### Given entries

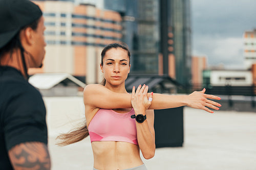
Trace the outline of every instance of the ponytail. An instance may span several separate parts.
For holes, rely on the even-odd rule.
[[[100,84],[104,86],[105,84],[106,79],[103,79]],[[57,143],[57,144],[61,147],[66,146],[81,141],[89,135],[89,132],[86,122],[84,122],[83,126],[58,136],[56,139],[59,139],[61,141]]]
[[[56,139],[62,141],[57,143],[59,146],[66,146],[82,140],[89,135],[89,132],[86,123],[81,127],[77,128],[67,133],[63,133],[58,136]]]

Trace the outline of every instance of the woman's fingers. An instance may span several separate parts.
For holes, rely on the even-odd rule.
[[[221,105],[217,102],[214,102],[212,101],[211,101],[210,100],[206,100],[206,103],[208,103],[211,105],[218,106],[218,107],[221,107]]]
[[[136,92],[135,93],[136,94],[137,94],[138,93],[139,93],[141,88],[141,85],[140,84],[140,85],[137,88],[137,90],[136,90]]]
[[[146,95],[146,94],[147,94],[148,90],[148,86],[146,86],[145,87],[145,88],[144,89],[144,91],[143,91],[143,93],[144,95]]]
[[[206,107],[204,107],[203,110],[204,110],[208,112],[209,113],[214,113],[212,110],[211,110],[209,109],[208,108],[207,108]]]
[[[211,95],[211,94],[205,94],[205,98],[206,98],[207,99],[215,99],[215,100],[220,100],[221,99],[221,98],[218,97],[218,96],[216,96],[216,95]]]
[[[218,110],[220,109],[219,108],[218,108],[218,107],[217,107],[216,106],[214,106],[214,105],[212,105],[211,104],[210,104],[209,103],[207,103],[205,104],[205,106],[206,106],[206,107],[207,107],[208,108],[212,108],[212,109],[215,109],[215,110]]]
[[[135,94],[135,86],[133,87],[133,91],[132,92],[132,95],[134,96]]]

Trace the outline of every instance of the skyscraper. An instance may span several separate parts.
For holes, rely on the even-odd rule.
[[[168,75],[190,85],[189,0],[104,0],[104,8],[122,16],[132,73]]]
[[[244,33],[244,57],[246,69],[256,63],[256,29]]]

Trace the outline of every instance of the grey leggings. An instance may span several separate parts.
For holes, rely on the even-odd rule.
[[[93,170],[99,170],[99,169],[95,169],[94,167]],[[147,169],[146,168],[146,166],[145,166],[145,164],[143,164],[143,165],[139,165],[139,166],[136,166],[132,167],[131,168],[125,169],[123,170],[147,170]]]

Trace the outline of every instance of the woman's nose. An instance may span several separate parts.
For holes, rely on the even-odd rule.
[[[117,64],[115,65],[115,66],[114,67],[114,72],[118,72],[119,71],[119,66]]]

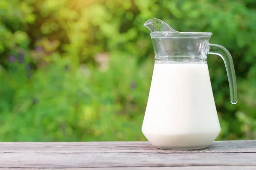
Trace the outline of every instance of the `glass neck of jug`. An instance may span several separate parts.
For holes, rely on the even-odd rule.
[[[206,62],[210,36],[169,34],[151,35],[157,62]]]

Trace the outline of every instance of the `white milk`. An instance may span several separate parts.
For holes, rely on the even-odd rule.
[[[142,126],[148,141],[165,149],[199,149],[220,130],[207,64],[155,63]]]

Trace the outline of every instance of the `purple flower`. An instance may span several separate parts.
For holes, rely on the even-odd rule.
[[[15,62],[16,61],[16,58],[14,55],[10,54],[10,55],[9,55],[9,56],[8,56],[7,60],[8,60],[8,62],[9,62],[11,63],[13,63],[14,62]]]
[[[137,87],[137,82],[135,81],[133,81],[131,83],[131,88],[134,89]]]
[[[24,57],[24,54],[21,52],[18,53],[18,61],[20,64],[23,64],[25,62],[25,58]]]
[[[70,66],[68,65],[65,65],[65,67],[64,67],[64,70],[65,70],[66,71],[69,71],[70,70]]]

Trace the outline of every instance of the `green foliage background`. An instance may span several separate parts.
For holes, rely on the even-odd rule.
[[[236,105],[223,61],[208,59],[218,139],[256,139],[255,0],[1,0],[0,141],[145,140],[153,18],[229,50]]]

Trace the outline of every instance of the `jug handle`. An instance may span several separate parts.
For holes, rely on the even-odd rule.
[[[209,44],[209,49],[208,54],[218,55],[224,61],[230,86],[230,101],[231,103],[235,104],[237,103],[236,80],[231,55],[225,47],[221,45],[212,44]]]

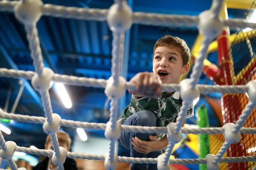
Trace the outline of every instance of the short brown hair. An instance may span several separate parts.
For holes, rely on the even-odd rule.
[[[154,47],[153,57],[154,55],[155,51],[158,47],[163,46],[174,46],[178,48],[181,54],[183,61],[183,66],[189,62],[190,58],[190,50],[188,47],[186,42],[177,37],[170,35],[166,35],[159,39],[156,42]]]
[[[70,148],[70,144],[71,144],[71,139],[69,135],[67,133],[61,131],[58,131],[56,133],[57,134],[58,142],[59,142],[67,144],[67,146],[69,148]],[[48,145],[49,142],[52,142],[52,140],[51,140],[50,135],[48,135],[46,138],[45,144]]]

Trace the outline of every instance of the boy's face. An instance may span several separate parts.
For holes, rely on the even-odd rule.
[[[189,71],[189,64],[183,66],[180,53],[172,47],[157,47],[153,60],[153,69],[163,83],[178,83],[182,74]]]
[[[67,144],[66,143],[60,142],[59,142],[59,146],[61,146],[62,147],[64,147],[65,149],[66,149],[66,150],[67,150],[67,151],[69,151],[70,148],[68,147]],[[52,141],[49,142],[48,142],[48,144],[45,145],[44,149],[45,150],[53,150],[53,145],[52,145]],[[49,159],[51,159],[51,160],[52,159],[51,156],[48,156],[48,158],[49,158]]]

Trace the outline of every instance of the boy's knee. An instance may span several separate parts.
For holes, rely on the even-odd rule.
[[[139,126],[156,126],[157,117],[152,112],[148,110],[142,110],[135,113],[138,119]]]

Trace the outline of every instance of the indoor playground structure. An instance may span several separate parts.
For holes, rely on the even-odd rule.
[[[115,169],[119,162],[157,164],[159,170],[170,170],[170,165],[172,164],[199,164],[200,170],[256,170],[256,154],[253,154],[253,150],[256,150],[256,49],[253,39],[256,33],[253,29],[243,31],[249,28],[256,28],[256,23],[246,20],[228,19],[225,9],[225,2],[221,0],[213,0],[211,8],[202,12],[198,16],[133,12],[127,2],[122,0],[114,1],[108,9],[44,4],[41,0],[0,1],[0,11],[14,12],[16,19],[24,24],[35,68],[35,71],[1,68],[0,76],[31,80],[33,88],[41,96],[45,116],[15,114],[0,109],[0,116],[3,119],[18,122],[42,124],[44,131],[51,136],[54,149],[53,151],[49,151],[20,147],[14,142],[6,141],[0,131],[0,156],[15,170],[26,170],[23,167],[18,169],[13,159],[15,151],[52,156],[53,163],[60,170],[64,169],[63,164],[66,157],[103,161],[105,167],[108,170]],[[36,25],[42,15],[107,20],[113,36],[111,75],[109,79],[59,74],[45,67]],[[121,125],[117,121],[119,99],[127,89],[135,88],[134,85],[121,76],[120,69],[125,34],[132,24],[136,23],[166,26],[189,25],[197,26],[200,33],[192,50],[194,65],[190,78],[183,77],[179,84],[163,84],[161,86],[162,89],[167,92],[180,91],[183,99],[176,122],[171,123],[166,127]],[[229,28],[241,31],[230,35]],[[243,45],[244,51],[241,51],[240,45]],[[218,53],[218,66],[206,59],[208,54],[215,51]],[[244,68],[235,67],[239,67],[241,62],[247,62],[248,64]],[[214,80],[216,85],[198,84],[203,73]],[[75,121],[62,119],[58,113],[53,113],[49,94],[53,82],[105,88],[105,95],[111,100],[109,121],[107,124]],[[213,108],[221,128],[209,127],[207,110],[204,105],[196,110],[199,128],[182,127],[190,104],[200,96],[204,98]],[[105,137],[109,140],[108,152],[105,155],[98,155],[67,152],[65,148],[59,147],[58,143],[56,132],[61,126],[105,130]],[[115,144],[121,130],[165,133],[169,144],[165,153],[157,158],[118,156],[115,153]],[[197,141],[200,147],[197,151],[194,151],[198,152],[196,153],[199,155],[198,158],[171,157],[175,144],[180,144],[183,138],[183,133],[187,134],[189,138],[189,134],[198,135]],[[186,142],[184,142],[186,144]],[[182,168],[188,169],[185,167],[180,167],[180,169]]]

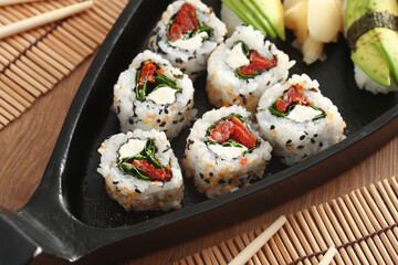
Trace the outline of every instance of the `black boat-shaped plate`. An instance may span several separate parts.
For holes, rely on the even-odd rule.
[[[220,1],[205,2],[216,12],[220,9]],[[75,96],[40,187],[21,211],[9,214],[13,226],[46,253],[70,261],[90,254],[104,262],[105,253],[142,255],[189,240],[202,231],[260,213],[271,201],[277,203],[300,194],[303,190],[298,189],[310,189],[336,176],[374,150],[371,146],[379,147],[397,135],[398,94],[375,96],[356,87],[349,50],[343,38],[327,45],[325,62],[307,66],[300,52],[291,46],[293,36],[287,32],[287,40],[275,40],[275,44],[296,60],[291,74],[306,73],[320,82],[323,94],[337,105],[347,124],[347,138],[293,167],[273,159],[263,180],[214,200],[198,193],[187,180],[181,210],[124,211],[105,192],[104,181],[96,171],[97,148],[105,138],[119,131],[116,115],[109,112],[113,85],[130,61],[146,49],[150,32],[168,3],[156,0],[128,3]],[[207,100],[205,80],[201,76],[195,83],[199,117],[212,108]],[[377,137],[381,131],[383,139]],[[171,142],[179,159],[188,134],[189,128]]]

######

◆ Problem to work on:
Begin at the line that has "Trace the outline of every instance of the grey" and stop after the line that has "[[[206,62],[210,36],[169,34],[151,35],[157,62]]]". Reproduce those lines with "woman's nose" swapped for "woman's chin" and everything else unchanged, omitting the pictures.

◆ Full response:
Trace the outline of every instance of the grey leggings. An instance may span several separate parts.
For holes, rely on the even-odd rule.
[[[93,170],[99,170],[99,169],[95,169],[94,167]],[[147,169],[146,168],[146,166],[145,166],[145,164],[143,164],[143,165],[139,165],[139,166],[136,166],[132,167],[131,168],[125,169],[123,170],[147,170]]]

Trace the outline of every instance of the woman's chin. An instance may span several separate parts.
For holes, rely on the even-odd rule.
[[[117,64],[115,65],[115,66],[114,67],[114,72],[118,72],[119,71],[119,66]]]

Trace the outline of every instance of the `glass neck of jug`. An instance may span several separate parts.
For holes, rely on the even-odd rule.
[[[206,62],[210,36],[169,34],[151,35],[157,62]]]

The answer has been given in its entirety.